+++ Records provided +++
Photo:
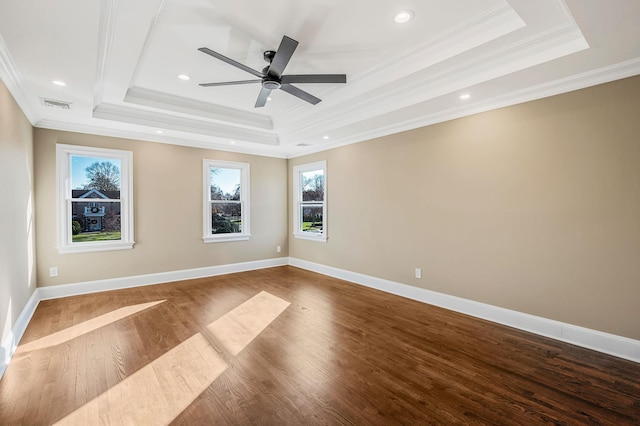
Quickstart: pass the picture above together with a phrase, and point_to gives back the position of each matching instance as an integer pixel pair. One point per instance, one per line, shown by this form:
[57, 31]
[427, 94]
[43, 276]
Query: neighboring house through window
[310, 201]
[226, 201]
[94, 199]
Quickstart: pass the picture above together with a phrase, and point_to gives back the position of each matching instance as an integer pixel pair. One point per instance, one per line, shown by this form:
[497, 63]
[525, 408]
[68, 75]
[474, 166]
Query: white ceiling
[120, 60]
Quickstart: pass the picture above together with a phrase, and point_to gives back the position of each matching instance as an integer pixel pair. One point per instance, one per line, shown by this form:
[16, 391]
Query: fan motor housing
[271, 84]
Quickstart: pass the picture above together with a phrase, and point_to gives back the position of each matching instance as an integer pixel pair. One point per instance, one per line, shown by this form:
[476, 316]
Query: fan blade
[305, 96]
[314, 78]
[229, 83]
[283, 55]
[231, 61]
[262, 97]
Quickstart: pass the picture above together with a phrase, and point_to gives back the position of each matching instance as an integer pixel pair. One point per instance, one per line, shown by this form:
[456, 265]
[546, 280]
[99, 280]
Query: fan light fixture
[404, 16]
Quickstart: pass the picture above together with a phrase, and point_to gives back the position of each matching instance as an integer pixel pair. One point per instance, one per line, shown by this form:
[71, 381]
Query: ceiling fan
[271, 77]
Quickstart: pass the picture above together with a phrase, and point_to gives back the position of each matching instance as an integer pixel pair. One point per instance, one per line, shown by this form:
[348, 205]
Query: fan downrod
[269, 55]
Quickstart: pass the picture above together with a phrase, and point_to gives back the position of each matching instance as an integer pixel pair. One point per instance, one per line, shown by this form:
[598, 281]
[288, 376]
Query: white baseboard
[10, 343]
[65, 290]
[610, 344]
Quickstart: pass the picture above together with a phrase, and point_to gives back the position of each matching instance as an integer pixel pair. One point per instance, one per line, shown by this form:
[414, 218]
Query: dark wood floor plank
[339, 354]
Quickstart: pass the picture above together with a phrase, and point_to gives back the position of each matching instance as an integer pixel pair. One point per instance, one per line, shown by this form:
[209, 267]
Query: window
[226, 201]
[94, 199]
[310, 201]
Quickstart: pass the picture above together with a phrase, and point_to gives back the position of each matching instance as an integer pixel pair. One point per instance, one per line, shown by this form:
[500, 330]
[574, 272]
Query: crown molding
[541, 47]
[590, 78]
[106, 32]
[168, 102]
[188, 140]
[165, 121]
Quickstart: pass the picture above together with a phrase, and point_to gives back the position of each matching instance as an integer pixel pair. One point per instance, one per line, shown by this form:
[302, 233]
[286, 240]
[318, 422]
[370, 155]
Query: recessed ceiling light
[404, 16]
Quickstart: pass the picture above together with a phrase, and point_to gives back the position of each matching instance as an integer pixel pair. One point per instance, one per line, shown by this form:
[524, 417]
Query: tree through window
[226, 204]
[310, 218]
[94, 199]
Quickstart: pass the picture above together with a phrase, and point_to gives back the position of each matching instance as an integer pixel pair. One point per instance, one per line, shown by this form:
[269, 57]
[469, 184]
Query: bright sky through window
[226, 179]
[79, 165]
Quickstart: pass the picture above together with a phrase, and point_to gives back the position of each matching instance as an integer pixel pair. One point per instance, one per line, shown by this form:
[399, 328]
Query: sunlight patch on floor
[157, 393]
[237, 328]
[84, 327]
[161, 390]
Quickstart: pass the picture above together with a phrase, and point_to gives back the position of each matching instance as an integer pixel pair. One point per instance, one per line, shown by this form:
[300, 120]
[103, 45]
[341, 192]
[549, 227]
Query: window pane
[312, 185]
[226, 218]
[225, 184]
[102, 174]
[311, 218]
[93, 221]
+++
Work instruction: Copy the records above exactly, leaving out every picture.

Written answer:
Photo:
Quickstart: pass the picture above together with a phrase, and point_to gives back the position of each matching instance as an integer pixel pair. One point per instance, one per line, shown by this form:
[57, 31]
[427, 94]
[43, 276]
Query: neighboring house through window
[310, 201]
[226, 201]
[94, 199]
Quickstart: pass the picture above together with a phrase, and point_to gives back the position of each matching instance as an integer pixel pair. One point per instance, one per line, shown by this form:
[497, 63]
[525, 408]
[68, 75]
[474, 166]
Query: white ceiling
[120, 60]
Quickstart: pass the picture above together with a phrase, and point_to gives back the position of each matching instance as an integer pixel pair. One point per instance, one per line, shown by this form:
[16, 391]
Query: fan motor housing
[271, 84]
Quickstart: pass the picture above together with a phrase, and point_to gives back the position of each matching instance as an integer pixel pair. One point per instance, one per line, shown by this form:
[476, 316]
Query: fan blade
[305, 96]
[314, 78]
[229, 83]
[283, 55]
[231, 61]
[262, 97]
Quickstart: pass the picture above together with a phrase, and point_to gives back the position of each matching instance as an integer pixel pair. One point per instance, one per line, shown by this form:
[456, 265]
[546, 280]
[99, 280]
Query: fan light fixture
[404, 16]
Quickstart: pass the picture above together with a phrase, and point_to gives back the position of each matching instance as an integer pixel pair. One point per instance, one per line, shown by this form:
[71, 381]
Query: ceiling fan
[271, 77]
Quickstart: pass the picture above together with a phrase, and point_to gives back the position of each matching instance as an integer pixel pair. One point per instance, one per line, shown by this form:
[348, 205]
Query: fan downrod
[269, 55]
Quickstart: pass the picture above together with a phrase, and point_to gives back the position of each matching instance as an integer pixel pair. One point per instance, one per line, shown by this form:
[598, 281]
[288, 376]
Query: white baseboard
[10, 343]
[65, 290]
[610, 344]
Quickstart: pass the picture above together with a phrase, and point_to gives back the position of each matching instance as an integer pixel pair. One point per instance, one per line, shown by this form:
[414, 218]
Query: dark wood floor plank
[339, 354]
Quickstart: pass the picture above together with a phrase, and point_to gives back the position of each matching instance as an integer pixel pair. One point per instance, one per line, shown by this form:
[209, 267]
Query: window
[226, 201]
[94, 199]
[310, 201]
Quickstart: pass the picture above together with a phrase, and point_to gives back the position of each matching instance as an integer pixel pair. One point per instance, one per line, shown by this form:
[500, 330]
[574, 272]
Query: crown molding
[541, 47]
[590, 78]
[106, 32]
[168, 102]
[188, 140]
[165, 121]
Quickstart: pass the picture above together with a phrase, and point_to gives back the position of each matching instance as an integer pixel pair. One point per instance, one per line, shown by this form:
[302, 233]
[286, 240]
[318, 422]
[370, 155]
Query: recessed ceiling light
[404, 16]
Quickstart: pass the picture above together with a phrase, and point_to gives back the position of each matching instance as an integer pixel pair. One point per instance, one per line, shown by this form:
[524, 417]
Query: tree through window
[226, 204]
[310, 218]
[94, 199]
Quickstart: pass the picture above together with a phrase, and point_to gives back the position of each matching instance as an integer pixel pair. One point per instance, one per line, shown by this form:
[269, 57]
[469, 184]
Query: bright sky through window
[226, 179]
[79, 165]
Quickstart: pass the picture above together with a phrase, and point_to gives back the position of each matching instance as an integer pixel pair. One point per instance, one per line, shown by this form:
[399, 328]
Query: sunlight patch on floor
[157, 393]
[237, 328]
[84, 327]
[161, 390]
Quickstart: pass the picture above together with a phrase, and point_to gives back the position of each matching instance as an integer pixel pair. One point per instance, one per line, shown by this form:
[300, 120]
[103, 45]
[341, 192]
[549, 227]
Query: window pane
[312, 185]
[226, 218]
[225, 184]
[102, 174]
[311, 218]
[93, 221]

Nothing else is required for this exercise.